[What you should do]:
Please reproduce the full set of data below exactly.

===============

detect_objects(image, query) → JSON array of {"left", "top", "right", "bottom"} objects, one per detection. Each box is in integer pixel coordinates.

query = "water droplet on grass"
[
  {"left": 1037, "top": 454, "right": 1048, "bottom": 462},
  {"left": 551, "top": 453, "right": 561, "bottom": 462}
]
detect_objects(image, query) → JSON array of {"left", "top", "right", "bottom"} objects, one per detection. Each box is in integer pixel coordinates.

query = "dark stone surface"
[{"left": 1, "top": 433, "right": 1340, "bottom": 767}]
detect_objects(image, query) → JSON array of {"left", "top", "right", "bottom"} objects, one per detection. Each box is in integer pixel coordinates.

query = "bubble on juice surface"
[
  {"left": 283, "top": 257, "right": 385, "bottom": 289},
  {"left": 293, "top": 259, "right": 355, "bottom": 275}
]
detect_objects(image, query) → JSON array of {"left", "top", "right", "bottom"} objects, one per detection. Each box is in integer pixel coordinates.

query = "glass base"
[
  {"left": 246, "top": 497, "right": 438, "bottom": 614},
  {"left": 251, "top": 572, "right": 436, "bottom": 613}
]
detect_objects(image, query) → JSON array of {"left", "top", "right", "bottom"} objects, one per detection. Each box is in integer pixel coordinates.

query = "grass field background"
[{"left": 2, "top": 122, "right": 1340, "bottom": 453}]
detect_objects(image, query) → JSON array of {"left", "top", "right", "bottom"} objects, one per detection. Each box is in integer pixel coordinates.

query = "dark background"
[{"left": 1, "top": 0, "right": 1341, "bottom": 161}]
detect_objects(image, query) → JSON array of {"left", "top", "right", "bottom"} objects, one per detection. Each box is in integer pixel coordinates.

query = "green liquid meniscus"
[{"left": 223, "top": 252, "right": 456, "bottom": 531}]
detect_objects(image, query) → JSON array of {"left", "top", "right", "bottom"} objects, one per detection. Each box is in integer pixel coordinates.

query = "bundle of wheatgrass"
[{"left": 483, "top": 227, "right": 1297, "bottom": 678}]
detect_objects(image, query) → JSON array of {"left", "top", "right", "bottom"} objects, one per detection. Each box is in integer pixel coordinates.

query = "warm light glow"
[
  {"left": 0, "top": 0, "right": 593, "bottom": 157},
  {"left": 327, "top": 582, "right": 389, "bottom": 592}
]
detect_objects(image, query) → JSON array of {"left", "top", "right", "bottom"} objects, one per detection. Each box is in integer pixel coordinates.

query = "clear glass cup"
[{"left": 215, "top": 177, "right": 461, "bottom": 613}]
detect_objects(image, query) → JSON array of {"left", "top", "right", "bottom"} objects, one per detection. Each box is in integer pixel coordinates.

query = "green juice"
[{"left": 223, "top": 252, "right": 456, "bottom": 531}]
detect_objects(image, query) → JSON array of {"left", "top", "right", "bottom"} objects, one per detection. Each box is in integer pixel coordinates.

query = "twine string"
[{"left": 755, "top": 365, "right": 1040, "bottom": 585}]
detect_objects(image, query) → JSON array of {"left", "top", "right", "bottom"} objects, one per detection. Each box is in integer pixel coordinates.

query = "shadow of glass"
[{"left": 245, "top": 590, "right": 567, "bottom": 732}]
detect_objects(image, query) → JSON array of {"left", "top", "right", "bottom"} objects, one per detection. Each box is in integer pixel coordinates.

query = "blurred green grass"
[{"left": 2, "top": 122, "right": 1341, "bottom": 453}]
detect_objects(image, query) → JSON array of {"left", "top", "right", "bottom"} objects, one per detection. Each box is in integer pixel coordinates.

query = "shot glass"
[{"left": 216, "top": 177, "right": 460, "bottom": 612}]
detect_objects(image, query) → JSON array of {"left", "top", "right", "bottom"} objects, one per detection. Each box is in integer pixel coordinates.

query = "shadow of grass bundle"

===============

[Result for this exercise]:
detect_objects(image, query) → JSON array of {"left", "top", "right", "bottom"} objects, one per detection. Each box is in integer pixel coordinates.

query = "water droplet on grass"
[
  {"left": 1037, "top": 454, "right": 1048, "bottom": 462},
  {"left": 551, "top": 453, "right": 561, "bottom": 462}
]
detect_objects(image, query) → JSON array of {"left", "top", "right", "bottom"} objects, one per detection. Each box is in integer pixel coordinates.

query = "dark stone surface"
[{"left": 1, "top": 433, "right": 1340, "bottom": 767}]
detect_objects(image, query) → JSON array of {"left", "top", "right", "bottom"} objects, one per detection. Each box is in integer pixel coordinates.

query = "bubble on juice surface"
[
  {"left": 283, "top": 257, "right": 385, "bottom": 289},
  {"left": 293, "top": 259, "right": 355, "bottom": 275}
]
detect_objects(image, query) → JSON array of {"left", "top", "right", "bottom"} objects, one per detection. Each box is in integer pixel coordinates.

query = "glass base"
[
  {"left": 246, "top": 497, "right": 438, "bottom": 614},
  {"left": 251, "top": 572, "right": 436, "bottom": 613}
]
detect_objects(image, query) → JSON array of {"left", "top", "right", "bottom"} objects, one per detection. Each box is in integer pixel coordinates.

query = "grass field background"
[{"left": 2, "top": 122, "right": 1340, "bottom": 453}]
detect_objects(image, query) → JSON array of {"left", "top", "right", "bottom"} objects, one per detection. Each box is in integer pixel coordinates.

query = "dark background"
[{"left": 1, "top": 0, "right": 1341, "bottom": 161}]
detect_objects(image, query) → JSON array of {"left", "top", "right", "bottom"} objects, one per detection. Each box is in integer pixel coordinates.

query = "green liquid meniscus"
[{"left": 223, "top": 252, "right": 456, "bottom": 531}]
detect_objects(image, query) → JSON array of {"left", "top", "right", "bottom"} objects, one per detection. Each box is in integer pixel coordinates.

query = "bundle of wheatgrass"
[{"left": 483, "top": 227, "right": 1297, "bottom": 678}]
detect_objects(image, query) → JSON array of {"left", "top", "right", "bottom"} objects, one per detection. Each box is in integer pixel coordinates.

query = "warm light glow"
[
  {"left": 0, "top": 0, "right": 593, "bottom": 157},
  {"left": 327, "top": 582, "right": 389, "bottom": 592}
]
detect_objects(image, query) → JSON array of {"left", "top", "right", "bottom"} objects, one per detection. Each box is in integer pixel coordinates.

query = "clear glass cup"
[{"left": 215, "top": 177, "right": 461, "bottom": 613}]
detect_objects(image, query) → JSON array of {"left", "top", "right", "bottom"} objects, one per detection. Each box is in integer pixel coordinates.

query = "green juice"
[{"left": 223, "top": 252, "right": 456, "bottom": 531}]
detect_objects(image, query) → JSON array of {"left", "top", "right", "bottom"} objects, one per detection. Each box is in integer pixel coordinates.

query = "twine string"
[{"left": 755, "top": 365, "right": 1040, "bottom": 585}]
detect_objects(image, query) → JSON array of {"left", "top", "right", "bottom"} objects, one per detection. Each box is in integer pixel coordinates.

query = "shadow of glass"
[{"left": 245, "top": 590, "right": 567, "bottom": 732}]
detect_objects(image, query) → JSON array of {"left", "top", "right", "bottom"} objects, one per detection. Each box is in integer pixel coordinates.

query = "blurred green grass"
[{"left": 2, "top": 122, "right": 1341, "bottom": 453}]
detect_objects(image, query) → JSON array of {"left", "top", "right", "bottom"} objects, one per detection. Each box is in integer pixel coordinates.

query = "shot glass"
[{"left": 216, "top": 177, "right": 460, "bottom": 612}]
detect_objects(image, query) → JSON array of {"left", "top", "right", "bottom"} objects, one per detection. Each box is in integer pixel coordinates.

query = "shadow of grass bundle"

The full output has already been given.